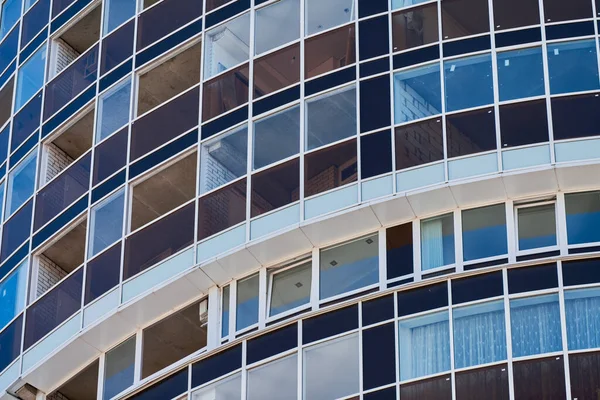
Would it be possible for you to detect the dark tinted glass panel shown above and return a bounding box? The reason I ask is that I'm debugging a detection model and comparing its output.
[360,131,392,179]
[85,243,121,304]
[508,264,558,294]
[500,100,548,147]
[362,322,396,390]
[304,24,356,79]
[123,203,194,279]
[398,282,448,317]
[552,94,600,140]
[137,0,202,50]
[456,364,509,400]
[131,88,200,160]
[202,64,249,121]
[92,127,128,185]
[251,158,300,217]
[392,3,438,51]
[395,118,444,170]
[100,21,134,75]
[25,268,83,349]
[385,223,413,279]
[442,0,490,39]
[400,375,452,400]
[44,45,98,119]
[304,139,358,197]
[254,44,300,99]
[446,108,496,157]
[513,357,566,400]
[34,153,92,230]
[198,179,246,240]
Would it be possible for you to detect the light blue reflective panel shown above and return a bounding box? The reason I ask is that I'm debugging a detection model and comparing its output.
[565,288,600,350]
[235,274,259,331]
[4,149,37,219]
[394,63,442,124]
[0,260,29,329]
[319,234,379,299]
[452,300,506,368]
[565,192,600,244]
[398,311,450,381]
[96,78,131,143]
[88,189,125,258]
[444,54,494,111]
[103,0,136,35]
[421,213,454,271]
[517,204,556,250]
[497,47,545,101]
[548,40,600,94]
[462,204,508,261]
[510,294,562,357]
[15,45,46,111]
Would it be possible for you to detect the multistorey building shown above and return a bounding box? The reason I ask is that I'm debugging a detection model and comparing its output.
[0,0,600,400]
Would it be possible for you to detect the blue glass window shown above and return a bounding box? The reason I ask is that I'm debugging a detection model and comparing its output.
[548,40,600,94]
[498,47,545,101]
[452,300,506,368]
[462,204,508,261]
[444,54,494,111]
[510,294,562,357]
[394,64,442,124]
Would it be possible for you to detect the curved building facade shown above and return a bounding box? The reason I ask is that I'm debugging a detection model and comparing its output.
[0,0,600,400]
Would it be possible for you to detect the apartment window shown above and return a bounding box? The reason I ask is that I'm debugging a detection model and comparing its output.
[319,234,379,300]
[235,274,259,331]
[421,213,454,271]
[462,204,508,261]
[516,203,557,251]
[268,261,312,317]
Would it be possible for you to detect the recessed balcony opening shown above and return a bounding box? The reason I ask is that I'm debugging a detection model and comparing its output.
[30,220,87,302]
[40,108,94,186]
[137,42,202,115]
[131,152,197,231]
[48,6,102,79]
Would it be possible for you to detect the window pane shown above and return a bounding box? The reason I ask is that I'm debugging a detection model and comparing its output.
[548,40,600,94]
[254,0,300,54]
[204,13,250,79]
[103,336,135,400]
[517,204,556,250]
[398,311,450,381]
[319,234,379,299]
[303,334,360,400]
[200,125,248,194]
[452,300,506,368]
[565,192,600,244]
[394,64,442,124]
[421,214,454,271]
[247,354,298,400]
[498,47,545,101]
[235,274,259,331]
[306,0,355,35]
[88,189,125,257]
[253,106,300,169]
[306,86,356,150]
[510,294,562,357]
[444,54,494,111]
[269,262,312,317]
[462,204,508,261]
[392,1,438,51]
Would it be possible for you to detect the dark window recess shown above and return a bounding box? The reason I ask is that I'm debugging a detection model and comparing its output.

::::::::::

- [GIVEN PROBLEM]: Copy the material from the line with "Would it be possible for you to detect the apartment" to the line with "[268,261,312,317]", both included, keeping every line and shifting each coordinate up by 48.

- [RESPONSE FOR THIS EXERCISE]:
Would it be possible for you to detect the apartment window shown above and return a bounding box? The reason I ask is that I'm debugging a detection model and comparing its output.
[367,282,427,348]
[283,322,307,379]
[469,261,502,319]
[510,252,556,309]
[564,251,605,299]
[316,309,360,365]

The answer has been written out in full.